▶ EXERCISE DATA:
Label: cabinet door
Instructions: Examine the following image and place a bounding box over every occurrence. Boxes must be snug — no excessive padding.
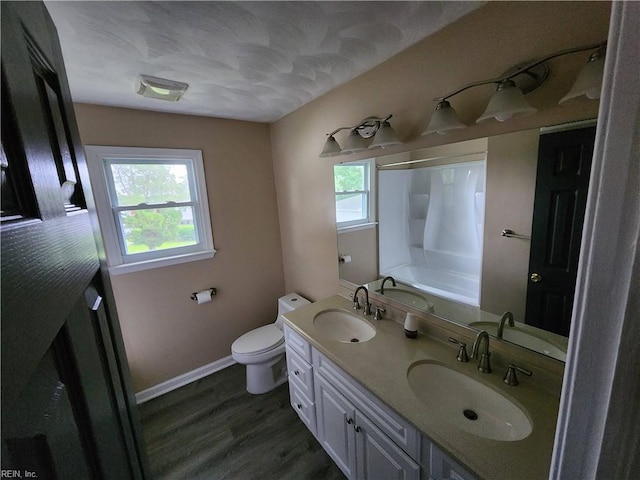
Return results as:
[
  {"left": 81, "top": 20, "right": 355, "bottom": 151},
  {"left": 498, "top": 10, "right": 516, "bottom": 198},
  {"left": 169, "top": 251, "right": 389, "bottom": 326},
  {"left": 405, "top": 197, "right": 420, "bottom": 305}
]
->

▶ WORK ITEM: Your answer should be a single number: how many lines of the material contain "left".

▶ RESULT FOR THIS TASK: 4